Dataset records:
---

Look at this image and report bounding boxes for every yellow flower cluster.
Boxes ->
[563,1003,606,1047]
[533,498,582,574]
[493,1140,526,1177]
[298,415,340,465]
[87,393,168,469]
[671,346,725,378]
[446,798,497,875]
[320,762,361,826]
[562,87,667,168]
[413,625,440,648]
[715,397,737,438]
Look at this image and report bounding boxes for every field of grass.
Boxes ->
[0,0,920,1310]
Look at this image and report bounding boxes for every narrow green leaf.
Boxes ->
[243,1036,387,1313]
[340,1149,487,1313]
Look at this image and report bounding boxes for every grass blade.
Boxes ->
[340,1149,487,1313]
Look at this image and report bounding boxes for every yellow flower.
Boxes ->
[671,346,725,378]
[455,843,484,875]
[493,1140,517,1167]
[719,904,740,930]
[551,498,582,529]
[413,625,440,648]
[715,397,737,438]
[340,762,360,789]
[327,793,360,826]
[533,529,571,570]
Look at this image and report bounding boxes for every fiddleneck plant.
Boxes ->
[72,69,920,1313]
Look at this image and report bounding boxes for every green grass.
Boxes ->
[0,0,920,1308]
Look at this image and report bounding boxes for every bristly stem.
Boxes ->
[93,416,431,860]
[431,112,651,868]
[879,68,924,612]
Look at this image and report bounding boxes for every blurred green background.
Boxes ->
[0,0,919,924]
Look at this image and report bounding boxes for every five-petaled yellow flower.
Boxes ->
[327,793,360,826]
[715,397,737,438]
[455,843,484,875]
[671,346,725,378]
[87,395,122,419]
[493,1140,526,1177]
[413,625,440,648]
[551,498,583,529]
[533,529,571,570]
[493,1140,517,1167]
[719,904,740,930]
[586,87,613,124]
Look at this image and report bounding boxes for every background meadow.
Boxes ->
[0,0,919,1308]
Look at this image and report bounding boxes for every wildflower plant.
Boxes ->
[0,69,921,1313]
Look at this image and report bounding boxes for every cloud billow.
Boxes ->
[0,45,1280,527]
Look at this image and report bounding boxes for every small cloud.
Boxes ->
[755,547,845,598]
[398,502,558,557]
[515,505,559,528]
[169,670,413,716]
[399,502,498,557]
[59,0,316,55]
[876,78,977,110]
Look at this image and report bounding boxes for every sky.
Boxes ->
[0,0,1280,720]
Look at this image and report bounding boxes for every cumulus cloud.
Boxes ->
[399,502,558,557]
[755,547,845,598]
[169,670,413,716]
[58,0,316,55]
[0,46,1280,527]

---

* _PROBLEM DETAILS_
Convert the entries above into a two-column CSV with the header instruction,boxes and one row per entry. Put each value in its own quoted field, replacing any line breaks with spaces.

* _TASK RESPONSE_
instruction,boxes
"Look at this image and report bounding boxes for every yellow flower cluster. Boxes ->","[563,1003,606,1047] [533,498,582,574] [493,1140,526,1177] [298,415,340,465] [87,393,168,469] [671,346,725,378] [446,798,497,875] [320,762,361,826] [562,87,667,168] [413,625,440,648] [715,397,737,438]"
"Look at this image and report bounding boxes for every field of grass. Boxes ->","[0,0,920,1310]"
"Look at this image and report bounding boxes for every narrow green leaf. Boxes ->","[243,1036,387,1313] [340,1149,487,1313]"
"Look at this image and report bounding boxes for every grass blade. Boxes ->","[340,1149,487,1313]"
"Look at this image and report bounding boxes for every yellow flower. Boxes ->","[671,346,725,378] [455,843,484,875] [493,1140,517,1167] [719,904,740,930] [551,498,582,529] [413,625,440,648] [715,397,737,438] [340,762,360,789] [327,793,360,826] [533,529,571,570]"
"Look at this image and report bounding boxes for every fiddleneck plant. Boxes ->","[72,69,920,1313]"
"Look at this image and report bounding boxes for every green grass. Boxes ->","[0,0,920,1308]"
"Look at this image and report bounding boxes for every bristly stem. Boxes ->","[93,416,431,860] [431,112,651,868] [879,68,924,612]"
"Look at this image and report bounding boxes for every blurred green background. Boxes ->","[0,0,919,924]"
"Look at this image and report bounding boxes for every five-petaled yellow flower. Boxes ->","[327,793,360,826] [715,397,737,438] [455,843,484,875] [671,346,725,378] [87,395,122,419] [493,1140,526,1177] [413,625,440,648] [551,498,583,529] [533,529,571,570] [493,1140,517,1167] [719,904,740,930] [586,87,613,124]"
"Look at this image and report bounding boxes for every background meadow. Boxes ->","[0,0,919,1308]"
"Look at this image and report bounding boxes for every wildflower plant. Boxes ->","[0,69,921,1313]"
"Look at this image and report bounding boxes for every cloud billow. Boxes ->","[0,45,1280,527]"
"Look at this image and report bounding boxes for every small cloud. Boxes ->","[755,547,845,598] [398,502,558,557] [515,505,559,528] [169,670,413,716] [399,502,498,557] [59,0,316,55] [876,78,977,110]"
"Look at this image and report bounding boxes for every sky. Boxes ->","[0,0,1280,720]"
"Look at this image and report bounding boxes for every cumulus cloud. Boxes ->","[399,502,558,557] [755,547,845,598] [169,670,413,716] [58,0,316,55] [0,46,1280,527]"